----- RECORDS TO USE -----

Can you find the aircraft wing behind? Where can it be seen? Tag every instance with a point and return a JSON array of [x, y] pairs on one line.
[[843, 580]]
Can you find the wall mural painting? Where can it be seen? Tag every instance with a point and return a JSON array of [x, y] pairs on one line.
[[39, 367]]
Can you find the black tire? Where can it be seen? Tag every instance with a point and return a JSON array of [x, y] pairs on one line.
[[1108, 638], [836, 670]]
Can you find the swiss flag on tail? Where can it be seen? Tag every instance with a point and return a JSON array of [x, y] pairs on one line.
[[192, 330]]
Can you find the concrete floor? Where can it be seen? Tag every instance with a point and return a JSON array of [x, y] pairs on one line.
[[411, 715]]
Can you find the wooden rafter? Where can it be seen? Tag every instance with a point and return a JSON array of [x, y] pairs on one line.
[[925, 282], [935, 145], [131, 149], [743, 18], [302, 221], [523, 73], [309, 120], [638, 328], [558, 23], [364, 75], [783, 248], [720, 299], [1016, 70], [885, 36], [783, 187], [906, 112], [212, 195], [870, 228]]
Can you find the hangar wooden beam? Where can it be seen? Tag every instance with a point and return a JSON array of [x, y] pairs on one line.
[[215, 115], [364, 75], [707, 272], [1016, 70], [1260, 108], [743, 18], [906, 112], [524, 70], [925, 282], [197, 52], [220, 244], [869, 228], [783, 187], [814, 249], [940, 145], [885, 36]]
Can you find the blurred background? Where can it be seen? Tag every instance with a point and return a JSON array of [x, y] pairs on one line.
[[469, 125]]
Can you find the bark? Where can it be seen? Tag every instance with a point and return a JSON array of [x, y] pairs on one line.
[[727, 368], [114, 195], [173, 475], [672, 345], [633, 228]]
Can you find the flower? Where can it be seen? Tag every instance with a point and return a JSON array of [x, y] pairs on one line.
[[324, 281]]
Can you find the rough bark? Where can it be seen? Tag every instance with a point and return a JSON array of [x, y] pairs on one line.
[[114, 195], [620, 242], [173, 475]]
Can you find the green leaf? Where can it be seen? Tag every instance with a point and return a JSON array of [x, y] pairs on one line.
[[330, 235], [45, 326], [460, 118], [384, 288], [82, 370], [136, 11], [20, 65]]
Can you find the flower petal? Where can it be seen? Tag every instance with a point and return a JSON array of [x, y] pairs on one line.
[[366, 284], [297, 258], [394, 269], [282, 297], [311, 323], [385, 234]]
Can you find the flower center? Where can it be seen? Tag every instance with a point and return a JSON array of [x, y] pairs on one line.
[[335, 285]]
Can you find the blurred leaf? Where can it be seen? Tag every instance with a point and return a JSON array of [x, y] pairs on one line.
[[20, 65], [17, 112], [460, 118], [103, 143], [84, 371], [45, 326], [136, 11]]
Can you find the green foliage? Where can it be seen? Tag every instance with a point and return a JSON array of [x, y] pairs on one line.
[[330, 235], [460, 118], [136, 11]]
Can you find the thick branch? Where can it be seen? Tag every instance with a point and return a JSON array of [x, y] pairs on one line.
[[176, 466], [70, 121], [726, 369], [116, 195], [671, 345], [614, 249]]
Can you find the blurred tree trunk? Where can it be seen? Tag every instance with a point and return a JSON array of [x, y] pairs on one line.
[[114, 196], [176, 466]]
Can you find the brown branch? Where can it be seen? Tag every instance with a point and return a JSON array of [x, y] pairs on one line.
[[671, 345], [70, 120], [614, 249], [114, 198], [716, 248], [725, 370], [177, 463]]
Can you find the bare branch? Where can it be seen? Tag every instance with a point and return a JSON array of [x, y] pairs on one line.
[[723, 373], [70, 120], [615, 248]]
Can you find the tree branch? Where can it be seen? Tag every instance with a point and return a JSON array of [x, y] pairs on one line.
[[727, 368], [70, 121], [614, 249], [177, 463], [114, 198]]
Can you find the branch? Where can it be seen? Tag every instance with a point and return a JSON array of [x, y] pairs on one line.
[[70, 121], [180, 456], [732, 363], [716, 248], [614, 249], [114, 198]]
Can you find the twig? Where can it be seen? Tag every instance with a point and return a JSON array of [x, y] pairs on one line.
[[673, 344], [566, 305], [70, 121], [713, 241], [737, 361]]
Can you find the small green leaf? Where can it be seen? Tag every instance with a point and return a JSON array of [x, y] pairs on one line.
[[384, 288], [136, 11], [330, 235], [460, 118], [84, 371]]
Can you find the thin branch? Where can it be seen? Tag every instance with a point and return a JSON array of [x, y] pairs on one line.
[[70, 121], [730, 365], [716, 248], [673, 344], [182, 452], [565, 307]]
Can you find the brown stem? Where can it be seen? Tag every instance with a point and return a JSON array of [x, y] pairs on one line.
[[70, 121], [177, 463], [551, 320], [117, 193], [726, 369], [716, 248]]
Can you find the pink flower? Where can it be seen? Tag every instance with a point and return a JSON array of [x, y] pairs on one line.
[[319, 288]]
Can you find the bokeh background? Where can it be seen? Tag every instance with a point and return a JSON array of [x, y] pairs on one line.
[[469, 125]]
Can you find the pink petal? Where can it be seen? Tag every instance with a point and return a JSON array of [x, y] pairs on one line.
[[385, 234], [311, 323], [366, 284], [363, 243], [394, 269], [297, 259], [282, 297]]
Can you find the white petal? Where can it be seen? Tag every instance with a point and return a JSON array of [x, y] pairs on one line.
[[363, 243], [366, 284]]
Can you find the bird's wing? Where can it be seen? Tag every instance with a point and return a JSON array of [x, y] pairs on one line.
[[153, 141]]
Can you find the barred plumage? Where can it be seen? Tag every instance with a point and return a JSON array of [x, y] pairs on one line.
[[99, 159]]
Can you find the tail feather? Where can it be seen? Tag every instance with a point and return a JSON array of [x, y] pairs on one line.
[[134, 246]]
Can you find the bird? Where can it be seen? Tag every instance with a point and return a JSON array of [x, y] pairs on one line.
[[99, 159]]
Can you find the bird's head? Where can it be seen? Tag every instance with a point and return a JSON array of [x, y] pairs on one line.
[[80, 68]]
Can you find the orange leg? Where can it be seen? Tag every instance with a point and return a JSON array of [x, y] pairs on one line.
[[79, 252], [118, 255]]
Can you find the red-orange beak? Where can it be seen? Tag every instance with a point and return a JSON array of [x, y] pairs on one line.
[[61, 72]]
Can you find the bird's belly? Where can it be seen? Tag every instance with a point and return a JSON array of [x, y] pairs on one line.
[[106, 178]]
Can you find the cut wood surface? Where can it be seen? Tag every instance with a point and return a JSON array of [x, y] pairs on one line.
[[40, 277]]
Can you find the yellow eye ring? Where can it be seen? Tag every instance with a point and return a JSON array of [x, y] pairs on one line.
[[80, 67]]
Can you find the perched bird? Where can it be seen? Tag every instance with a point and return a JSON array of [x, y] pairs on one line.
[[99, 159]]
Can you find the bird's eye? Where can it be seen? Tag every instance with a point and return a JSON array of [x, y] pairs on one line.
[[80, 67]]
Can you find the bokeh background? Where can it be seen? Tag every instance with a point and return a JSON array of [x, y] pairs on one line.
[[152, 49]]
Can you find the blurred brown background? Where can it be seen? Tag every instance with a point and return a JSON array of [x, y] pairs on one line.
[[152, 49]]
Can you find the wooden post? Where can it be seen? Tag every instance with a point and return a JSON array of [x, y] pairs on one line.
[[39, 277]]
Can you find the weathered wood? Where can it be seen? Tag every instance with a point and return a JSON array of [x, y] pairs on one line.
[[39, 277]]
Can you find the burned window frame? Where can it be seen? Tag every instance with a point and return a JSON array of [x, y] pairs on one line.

-----

TASK PROMPT: Can you convert the stretch of the listing above, from its first line through the line containing "145], [885, 36]]", into a numbered list with any blank lines omitted?

TASK SOLUTION:
1. Can you find the aircraft wing behind? Where can it be seen? Tag every instance with a point and return a JSON array of [x, y] pairs on one line.
2. [[843, 580]]
3. Can you find the wall mural painting? Where can it be seen? Tag every instance with a point and return a JSON array of [x, y] pairs on one line.
4. [[39, 367]]
5. Can you find the black tire? Where can it be seen? Tag every instance with a point and return a JSON array of [x, y] pairs on one line.
6. [[1108, 638], [836, 670]]
7. Can you find the swiss flag on tail? Where can it be seen? Tag every instance with a point and return a JSON array of [x, y] pairs on one line.
8. [[192, 330]]
9. Can you find the concrete floor? Where can it be seen? Tag every instance with a point and return a JSON array of [x, y] pairs on one line.
10. [[411, 715]]
11. Can you find the wooden rafter? Where can it be seen? Tag every instance with a point and return a JSON array of [x, y] pairs on one line.
12. [[925, 282], [935, 145], [131, 149], [743, 18], [302, 221], [523, 73], [309, 120], [638, 328], [558, 23], [364, 75], [783, 248], [720, 299], [1016, 70], [885, 36], [783, 187], [906, 112], [212, 195], [870, 228]]
13. Can you find the hangar wooden beam? Where can it be seen? Tag every instance with a point and return a JSON array of [x, y] pairs on one line.
14. [[215, 115], [364, 75], [707, 272], [1016, 70], [1260, 108], [743, 18], [906, 112], [524, 70], [925, 282], [197, 52], [220, 244], [869, 228], [783, 187], [814, 249], [940, 145], [885, 36]]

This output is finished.